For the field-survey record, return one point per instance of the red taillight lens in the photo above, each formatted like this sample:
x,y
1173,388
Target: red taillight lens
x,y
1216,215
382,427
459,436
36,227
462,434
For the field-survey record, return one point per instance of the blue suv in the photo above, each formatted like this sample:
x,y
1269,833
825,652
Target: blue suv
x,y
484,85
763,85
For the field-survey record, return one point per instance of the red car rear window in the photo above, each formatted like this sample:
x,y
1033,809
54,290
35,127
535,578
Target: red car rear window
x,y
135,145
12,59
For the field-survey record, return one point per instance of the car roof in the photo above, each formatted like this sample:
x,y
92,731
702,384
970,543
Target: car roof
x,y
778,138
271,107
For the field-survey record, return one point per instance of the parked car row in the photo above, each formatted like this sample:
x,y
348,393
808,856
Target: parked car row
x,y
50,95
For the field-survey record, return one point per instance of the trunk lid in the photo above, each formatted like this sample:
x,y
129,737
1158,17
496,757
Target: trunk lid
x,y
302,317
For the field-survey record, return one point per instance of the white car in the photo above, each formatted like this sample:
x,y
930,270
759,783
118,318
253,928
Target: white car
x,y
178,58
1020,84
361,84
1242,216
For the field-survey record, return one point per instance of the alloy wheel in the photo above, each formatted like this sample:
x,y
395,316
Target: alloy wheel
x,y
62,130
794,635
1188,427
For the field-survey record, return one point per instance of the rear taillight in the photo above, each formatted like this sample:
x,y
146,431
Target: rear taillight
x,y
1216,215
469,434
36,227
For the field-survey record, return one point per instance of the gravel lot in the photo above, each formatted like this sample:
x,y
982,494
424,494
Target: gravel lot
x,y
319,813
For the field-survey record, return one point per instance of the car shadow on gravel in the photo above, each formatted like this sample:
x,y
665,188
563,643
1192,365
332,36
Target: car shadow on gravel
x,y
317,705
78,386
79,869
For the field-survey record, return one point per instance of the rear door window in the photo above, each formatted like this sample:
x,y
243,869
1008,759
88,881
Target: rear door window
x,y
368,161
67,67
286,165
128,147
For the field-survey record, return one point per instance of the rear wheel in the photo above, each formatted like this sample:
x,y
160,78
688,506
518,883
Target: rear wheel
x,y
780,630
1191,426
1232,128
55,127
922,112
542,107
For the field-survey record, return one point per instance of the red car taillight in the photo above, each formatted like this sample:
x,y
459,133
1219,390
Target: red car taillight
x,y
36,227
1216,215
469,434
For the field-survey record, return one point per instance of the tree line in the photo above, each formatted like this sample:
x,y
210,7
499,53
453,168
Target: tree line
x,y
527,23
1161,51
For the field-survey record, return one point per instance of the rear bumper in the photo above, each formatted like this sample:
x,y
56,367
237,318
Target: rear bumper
◇ ◇ ◇ ◇ ◇ ◇ ◇
_Exercise_:
Format every line of the records above as a Markdown table with a Row column for the row number and an Entry column for the line. Leave out blank lines.

_Reply_:
| Row | Entry |
|---|---|
| 1 | For the field-survey record, return one point per instance of the red taillight lens in the photo above, each formatted like this sample: |
| 2 | x,y |
| 3 | 1173,388 |
| 4 | Target: red taillight lens |
| 5 | x,y |
| 6 | 1216,215 |
| 7 | 382,427 |
| 8 | 459,436 |
| 9 | 36,227 |
| 10 | 462,434 |
| 11 | For the field-survey record, return one point per instance of the blue suv in the photo above, each formatted like this sample: |
| 12 | x,y |
| 13 | 1269,833 |
| 14 | 825,652 |
| 15 | Target: blue suv |
| 16 | x,y |
| 17 | 484,85 |
| 18 | 763,85 |
| 19 | For the field-survey record, return one point per instance of the red car rear window in the photo above, each formatted like this sample: |
| 20 | x,y |
| 21 | 1033,809 |
| 22 | 54,290 |
| 23 | 35,127 |
| 24 | 535,578 |
| 25 | Target: red car rear window |
| 26 | x,y |
| 27 | 135,145 |
| 28 | 12,59 |
| 29 | For the field-survey record, return one point per instance of the car roof in the photo above, each formatted like this sample: |
| 30 | x,y |
| 31 | 92,731 |
| 32 | 702,384 |
| 33 | 970,543 |
| 34 | Target: car roof |
| 35 | x,y |
| 36 | 778,138 |
| 37 | 271,107 |
| 38 | For the field-survey record, return one point per instance of the parked car row in the photo above, each formatted like this sample: |
| 39 | x,y |
| 40 | 348,393 |
| 41 | 808,856 |
| 42 | Target: parked car row |
| 43 | x,y |
| 44 | 50,95 |
| 45 | For the field-survey record, return one point per instance of the trunk lid in the photo above, each formatted like this sample: |
| 46 | x,y |
| 47 | 129,737 |
| 48 | 1158,17 |
| 49 | 496,757 |
| 50 | Target: trunk lid |
| 51 | x,y |
| 52 | 302,317 |
| 53 | For the field-survey record, return one point per instance of the white car in the photo above, each formatted like this sample: |
| 54 | x,y |
| 55 | 930,270 |
| 56 | 759,783 |
| 57 | 118,318 |
| 58 | 253,928 |
| 59 | Target: white car |
| 60 | x,y |
| 61 | 178,58 |
| 62 | 1020,84 |
| 63 | 361,84 |
| 64 | 1242,216 |
| 65 | For the field-survey record, return one point per instance of the alloy wheel in the photo above, each formatted like this sample: |
| 66 | x,y |
| 67 | 395,316 |
| 68 | Target: alloy wheel |
| 69 | x,y |
| 70 | 62,130 |
| 71 | 794,635 |
| 72 | 1188,427 |
| 73 | For the field-survey record, return one point per instance of the rear taillight in the photo above, each formatted like this sample: |
| 74 | x,y |
| 75 | 146,431 |
| 76 | Target: rear taillight |
| 77 | x,y |
| 78 | 1216,215 |
| 79 | 469,434 |
| 80 | 36,227 |
| 81 | For the field-survey record, return one point per instance of the gravel lot in the photo above, each formatted like this sample: |
| 82 | x,y |
| 83 | 982,494 |
| 84 | 424,494 |
| 85 | Target: gravel lot |
| 86 | x,y |
| 87 | 319,813 |
| 88 | For the field-survey record, return one point per instance of the car shadow on gravel in the photo above, each formatted like this sample: |
| 89 | x,y |
| 90 | 665,188 |
| 91 | 563,643 |
| 92 | 1192,365 |
| 93 | 332,36 |
| 94 | Target: car shadow on gravel |
| 95 | x,y |
| 96 | 317,705 |
| 97 | 78,386 |
| 98 | 79,869 |
| 99 | For the field-survey record, return one point per instance of the rear door window in the photo above, each formatted like this sample: |
| 100 | x,y |
| 101 | 243,869 |
| 102 | 1008,759 |
| 103 | 88,881 |
| 104 | Target: rear door window |
| 105 | x,y |
| 106 | 368,161 |
| 107 | 67,67 |
| 108 | 286,165 |
| 109 | 128,147 |
| 110 | For the field-survey record, return one point per instance of the rear wheel in the photo above, each formatted like this sample: |
| 111 | x,y |
| 112 | 160,78 |
| 113 | 688,506 |
| 114 | 518,883 |
| 115 | Target: rear wheel |
| 116 | x,y |
| 117 | 780,630 |
| 118 | 1191,426 |
| 119 | 1232,128 |
| 120 | 55,127 |
| 121 | 922,112 |
| 122 | 542,107 |
| 123 | For the field-survey record, return one point per instance of the red car taillight in the photo above, each formatted like this sample: |
| 124 | x,y |
| 125 | 459,133 |
| 126 | 1219,390 |
| 127 | Target: red car taillight |
| 128 | x,y |
| 129 | 36,227 |
| 130 | 1216,215 |
| 131 | 469,434 |
| 132 | For the field-survey record, return one point per instance of the tree line in the photo above, each formatted like this sample: |
| 133 | x,y |
| 134 | 210,7 |
| 135 | 499,53 |
| 136 | 453,168 |
| 137 | Target: tree line |
| 138 | x,y |
| 139 | 527,23 |
| 140 | 1161,51 |
| 141 | For the field-survey record, return one point per instance of the rear bumper in the photo above, each formatted like this sample: |
| 142 | x,y |
| 143 | 56,367 |
| 144 | 237,318 |
| 145 | Target: rear bumper |